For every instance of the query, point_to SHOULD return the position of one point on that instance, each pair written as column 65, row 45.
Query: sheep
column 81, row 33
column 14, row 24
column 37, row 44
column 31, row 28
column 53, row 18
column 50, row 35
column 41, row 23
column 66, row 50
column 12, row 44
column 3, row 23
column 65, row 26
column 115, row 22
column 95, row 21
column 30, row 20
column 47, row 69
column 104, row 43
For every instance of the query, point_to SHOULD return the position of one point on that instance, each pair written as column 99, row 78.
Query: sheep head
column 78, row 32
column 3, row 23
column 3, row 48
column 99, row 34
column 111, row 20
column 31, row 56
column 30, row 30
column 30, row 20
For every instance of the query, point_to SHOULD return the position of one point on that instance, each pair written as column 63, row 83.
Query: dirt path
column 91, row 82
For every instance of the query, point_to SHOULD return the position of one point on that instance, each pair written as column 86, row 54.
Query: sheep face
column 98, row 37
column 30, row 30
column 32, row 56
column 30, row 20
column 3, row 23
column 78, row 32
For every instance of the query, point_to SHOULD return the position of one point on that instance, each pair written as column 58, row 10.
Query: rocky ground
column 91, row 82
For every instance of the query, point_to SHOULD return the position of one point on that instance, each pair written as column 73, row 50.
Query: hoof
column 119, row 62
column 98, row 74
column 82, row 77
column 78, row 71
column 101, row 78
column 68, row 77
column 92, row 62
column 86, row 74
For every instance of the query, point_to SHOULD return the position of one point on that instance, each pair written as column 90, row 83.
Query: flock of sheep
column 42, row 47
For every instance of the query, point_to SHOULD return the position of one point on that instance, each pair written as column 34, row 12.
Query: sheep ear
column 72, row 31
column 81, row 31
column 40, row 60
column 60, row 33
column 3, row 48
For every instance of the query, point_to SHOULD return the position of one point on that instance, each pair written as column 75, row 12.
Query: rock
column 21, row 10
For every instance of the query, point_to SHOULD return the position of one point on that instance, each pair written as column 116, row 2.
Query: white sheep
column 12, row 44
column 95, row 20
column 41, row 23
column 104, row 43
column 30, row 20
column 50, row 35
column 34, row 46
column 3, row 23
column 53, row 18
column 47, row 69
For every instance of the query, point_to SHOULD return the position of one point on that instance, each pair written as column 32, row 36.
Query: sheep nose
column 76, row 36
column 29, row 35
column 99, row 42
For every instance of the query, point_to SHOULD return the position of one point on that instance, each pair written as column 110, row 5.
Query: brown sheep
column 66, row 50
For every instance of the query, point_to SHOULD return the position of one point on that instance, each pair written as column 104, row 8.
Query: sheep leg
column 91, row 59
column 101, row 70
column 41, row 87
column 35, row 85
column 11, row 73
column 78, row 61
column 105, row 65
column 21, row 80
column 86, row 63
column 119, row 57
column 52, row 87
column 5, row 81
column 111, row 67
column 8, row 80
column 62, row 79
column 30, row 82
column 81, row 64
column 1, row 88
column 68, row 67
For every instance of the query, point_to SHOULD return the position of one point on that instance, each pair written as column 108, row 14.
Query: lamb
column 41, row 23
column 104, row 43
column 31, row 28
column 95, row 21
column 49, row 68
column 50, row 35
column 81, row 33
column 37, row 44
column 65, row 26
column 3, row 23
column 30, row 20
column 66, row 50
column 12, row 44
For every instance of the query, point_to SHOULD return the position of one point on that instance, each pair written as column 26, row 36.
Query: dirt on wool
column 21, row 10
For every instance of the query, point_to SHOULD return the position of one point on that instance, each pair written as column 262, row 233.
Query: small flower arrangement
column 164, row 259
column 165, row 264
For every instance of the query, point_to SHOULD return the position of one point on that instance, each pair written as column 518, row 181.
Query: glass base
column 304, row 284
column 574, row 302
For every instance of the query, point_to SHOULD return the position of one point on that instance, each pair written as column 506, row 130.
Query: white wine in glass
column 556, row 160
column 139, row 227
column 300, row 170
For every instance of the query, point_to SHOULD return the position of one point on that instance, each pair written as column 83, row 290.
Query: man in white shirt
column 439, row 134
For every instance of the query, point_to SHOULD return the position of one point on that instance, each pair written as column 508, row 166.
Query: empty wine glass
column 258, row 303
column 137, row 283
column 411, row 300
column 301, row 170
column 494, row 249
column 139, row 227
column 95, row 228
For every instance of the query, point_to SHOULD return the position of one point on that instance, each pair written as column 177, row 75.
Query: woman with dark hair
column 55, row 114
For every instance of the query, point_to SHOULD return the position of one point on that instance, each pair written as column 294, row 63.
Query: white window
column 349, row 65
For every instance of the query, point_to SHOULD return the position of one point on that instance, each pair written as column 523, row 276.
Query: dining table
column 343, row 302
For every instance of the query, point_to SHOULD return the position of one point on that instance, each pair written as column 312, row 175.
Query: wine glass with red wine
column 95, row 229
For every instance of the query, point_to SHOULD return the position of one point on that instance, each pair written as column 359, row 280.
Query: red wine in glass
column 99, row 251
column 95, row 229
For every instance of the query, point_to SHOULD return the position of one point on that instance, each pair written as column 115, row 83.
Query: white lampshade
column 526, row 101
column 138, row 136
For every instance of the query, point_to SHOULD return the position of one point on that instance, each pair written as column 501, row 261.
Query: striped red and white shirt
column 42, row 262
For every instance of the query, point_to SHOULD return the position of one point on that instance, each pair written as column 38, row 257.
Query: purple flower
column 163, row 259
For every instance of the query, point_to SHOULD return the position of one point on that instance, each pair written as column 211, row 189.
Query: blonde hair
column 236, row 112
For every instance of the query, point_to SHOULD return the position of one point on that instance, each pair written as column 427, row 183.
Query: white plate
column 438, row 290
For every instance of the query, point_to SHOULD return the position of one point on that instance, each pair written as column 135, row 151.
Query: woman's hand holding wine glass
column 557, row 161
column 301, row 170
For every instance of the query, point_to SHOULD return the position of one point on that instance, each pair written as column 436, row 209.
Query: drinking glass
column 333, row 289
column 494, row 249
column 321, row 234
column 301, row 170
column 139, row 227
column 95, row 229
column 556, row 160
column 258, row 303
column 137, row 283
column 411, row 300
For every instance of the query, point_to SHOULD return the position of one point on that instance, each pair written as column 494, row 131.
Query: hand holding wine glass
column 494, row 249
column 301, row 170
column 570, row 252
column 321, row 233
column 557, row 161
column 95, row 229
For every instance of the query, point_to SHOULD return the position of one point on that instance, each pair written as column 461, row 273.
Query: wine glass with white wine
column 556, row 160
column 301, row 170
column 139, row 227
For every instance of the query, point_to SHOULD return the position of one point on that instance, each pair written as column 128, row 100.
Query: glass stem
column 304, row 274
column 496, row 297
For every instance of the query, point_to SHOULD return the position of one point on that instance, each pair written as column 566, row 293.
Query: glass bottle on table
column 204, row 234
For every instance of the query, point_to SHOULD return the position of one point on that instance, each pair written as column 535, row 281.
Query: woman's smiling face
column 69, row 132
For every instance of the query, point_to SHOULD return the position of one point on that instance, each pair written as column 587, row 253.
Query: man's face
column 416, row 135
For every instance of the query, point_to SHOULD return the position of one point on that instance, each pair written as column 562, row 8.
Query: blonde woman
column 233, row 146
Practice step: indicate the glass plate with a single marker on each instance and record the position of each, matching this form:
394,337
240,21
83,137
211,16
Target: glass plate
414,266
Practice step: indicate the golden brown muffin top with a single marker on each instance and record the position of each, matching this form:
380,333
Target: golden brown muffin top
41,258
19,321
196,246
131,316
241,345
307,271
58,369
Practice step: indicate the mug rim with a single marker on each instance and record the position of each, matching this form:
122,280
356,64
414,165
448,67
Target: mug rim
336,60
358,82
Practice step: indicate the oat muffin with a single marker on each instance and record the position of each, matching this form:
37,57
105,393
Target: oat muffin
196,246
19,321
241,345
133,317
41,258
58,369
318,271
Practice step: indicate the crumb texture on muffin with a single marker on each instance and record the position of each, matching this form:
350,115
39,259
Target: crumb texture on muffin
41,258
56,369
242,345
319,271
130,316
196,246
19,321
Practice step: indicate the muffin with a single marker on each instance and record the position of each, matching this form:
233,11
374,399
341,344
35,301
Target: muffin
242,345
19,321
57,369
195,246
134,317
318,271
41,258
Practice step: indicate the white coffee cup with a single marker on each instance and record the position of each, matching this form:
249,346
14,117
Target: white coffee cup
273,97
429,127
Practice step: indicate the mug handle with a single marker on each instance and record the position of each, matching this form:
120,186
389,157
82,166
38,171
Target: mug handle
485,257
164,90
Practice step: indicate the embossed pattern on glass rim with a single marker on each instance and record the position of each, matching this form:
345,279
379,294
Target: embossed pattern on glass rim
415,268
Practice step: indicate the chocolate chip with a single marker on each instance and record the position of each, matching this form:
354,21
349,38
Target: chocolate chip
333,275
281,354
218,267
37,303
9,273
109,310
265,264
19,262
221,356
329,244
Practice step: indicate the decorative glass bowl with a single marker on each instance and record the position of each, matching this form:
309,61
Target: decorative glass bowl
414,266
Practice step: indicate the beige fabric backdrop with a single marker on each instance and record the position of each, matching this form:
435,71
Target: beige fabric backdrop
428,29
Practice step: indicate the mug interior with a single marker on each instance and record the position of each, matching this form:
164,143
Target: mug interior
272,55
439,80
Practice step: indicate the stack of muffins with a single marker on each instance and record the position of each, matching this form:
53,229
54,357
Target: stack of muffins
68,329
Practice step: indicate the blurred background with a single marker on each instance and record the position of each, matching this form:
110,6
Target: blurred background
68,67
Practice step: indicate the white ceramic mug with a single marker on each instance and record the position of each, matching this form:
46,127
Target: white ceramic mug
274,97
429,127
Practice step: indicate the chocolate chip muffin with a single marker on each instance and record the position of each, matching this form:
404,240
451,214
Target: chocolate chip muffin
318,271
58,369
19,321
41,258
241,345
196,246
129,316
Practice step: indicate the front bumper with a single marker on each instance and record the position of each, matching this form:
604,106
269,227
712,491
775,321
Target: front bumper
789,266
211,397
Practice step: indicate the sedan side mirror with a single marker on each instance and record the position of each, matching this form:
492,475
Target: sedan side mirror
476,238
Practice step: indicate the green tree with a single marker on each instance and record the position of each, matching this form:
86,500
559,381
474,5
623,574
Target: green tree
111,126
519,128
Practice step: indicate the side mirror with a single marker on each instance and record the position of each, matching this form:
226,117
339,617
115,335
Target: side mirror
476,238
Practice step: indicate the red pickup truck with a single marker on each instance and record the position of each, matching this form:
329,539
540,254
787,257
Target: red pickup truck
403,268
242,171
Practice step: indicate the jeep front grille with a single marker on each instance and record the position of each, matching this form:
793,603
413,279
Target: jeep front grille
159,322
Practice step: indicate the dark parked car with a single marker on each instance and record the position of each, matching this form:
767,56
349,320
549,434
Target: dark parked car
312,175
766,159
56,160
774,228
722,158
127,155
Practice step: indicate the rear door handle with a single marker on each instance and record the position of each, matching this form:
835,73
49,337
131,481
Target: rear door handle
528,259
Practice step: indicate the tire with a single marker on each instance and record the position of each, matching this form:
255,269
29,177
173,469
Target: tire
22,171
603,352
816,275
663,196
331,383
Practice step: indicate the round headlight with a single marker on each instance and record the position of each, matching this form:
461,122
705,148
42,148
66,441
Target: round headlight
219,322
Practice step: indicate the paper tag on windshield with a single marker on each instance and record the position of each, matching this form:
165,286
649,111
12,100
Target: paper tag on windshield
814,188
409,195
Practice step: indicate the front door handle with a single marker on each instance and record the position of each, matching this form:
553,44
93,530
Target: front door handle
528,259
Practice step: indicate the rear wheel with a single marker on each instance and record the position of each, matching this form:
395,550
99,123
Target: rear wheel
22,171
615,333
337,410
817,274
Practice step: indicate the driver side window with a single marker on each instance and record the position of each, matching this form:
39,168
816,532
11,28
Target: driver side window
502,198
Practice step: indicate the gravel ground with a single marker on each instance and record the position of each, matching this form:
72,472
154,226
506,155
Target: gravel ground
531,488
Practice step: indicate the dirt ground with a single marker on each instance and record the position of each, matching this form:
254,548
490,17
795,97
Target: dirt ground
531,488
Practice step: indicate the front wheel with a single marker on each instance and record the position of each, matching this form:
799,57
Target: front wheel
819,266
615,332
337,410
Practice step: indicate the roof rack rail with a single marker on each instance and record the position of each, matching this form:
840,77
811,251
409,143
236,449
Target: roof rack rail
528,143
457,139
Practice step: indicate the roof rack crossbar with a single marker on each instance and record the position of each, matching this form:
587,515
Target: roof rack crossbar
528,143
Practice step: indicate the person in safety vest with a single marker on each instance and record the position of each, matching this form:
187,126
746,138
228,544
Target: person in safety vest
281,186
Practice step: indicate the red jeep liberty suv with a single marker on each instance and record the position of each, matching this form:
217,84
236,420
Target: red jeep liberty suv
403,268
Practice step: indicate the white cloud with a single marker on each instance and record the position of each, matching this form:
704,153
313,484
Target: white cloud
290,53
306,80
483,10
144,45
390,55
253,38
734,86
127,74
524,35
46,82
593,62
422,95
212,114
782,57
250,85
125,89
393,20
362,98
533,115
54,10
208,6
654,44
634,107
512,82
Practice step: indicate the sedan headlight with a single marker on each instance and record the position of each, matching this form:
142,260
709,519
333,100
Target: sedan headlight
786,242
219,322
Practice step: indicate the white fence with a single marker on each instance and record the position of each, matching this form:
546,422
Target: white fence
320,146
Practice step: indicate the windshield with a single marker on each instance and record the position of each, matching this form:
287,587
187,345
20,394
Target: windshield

━━━━━━

* **Activity**:
Reproduce each line, exactly as it appears, from the one that contains "Practice step: indicate the red jeep" through the last line of the records. Add no other lines.

* **Answer section**:
Practice step: indicate the red jeep liberty suv with a single marker on each instance and record the position of each, matching this form:
217,84
236,420
Target: red jeep liberty suv
403,268
Practice step: indicate the white cloud with a single marker on each instance and record the position of each, matching this form:
704,153
313,484
Target: white cloud
290,53
306,80
483,10
144,45
390,55
253,38
734,86
127,74
524,35
46,82
593,62
422,95
212,114
782,57
250,85
125,89
393,20
362,98
533,115
54,10
208,6
654,44
634,107
512,82
Practice step: indicate the sedan headlight with a single marker on each instance and record the position of each, matching this form:
142,260
709,519
333,100
Target: sedan headlight
786,242
219,322
Practice step: indicate the white fence with a single marker on each instance and record the position of each, matching this form:
546,422
Target: white fence
320,146
Practice step: indicate the windshield with a single marker on each instance and record the position of each, matching this form:
287,587
187,345
20,394
Target: windshield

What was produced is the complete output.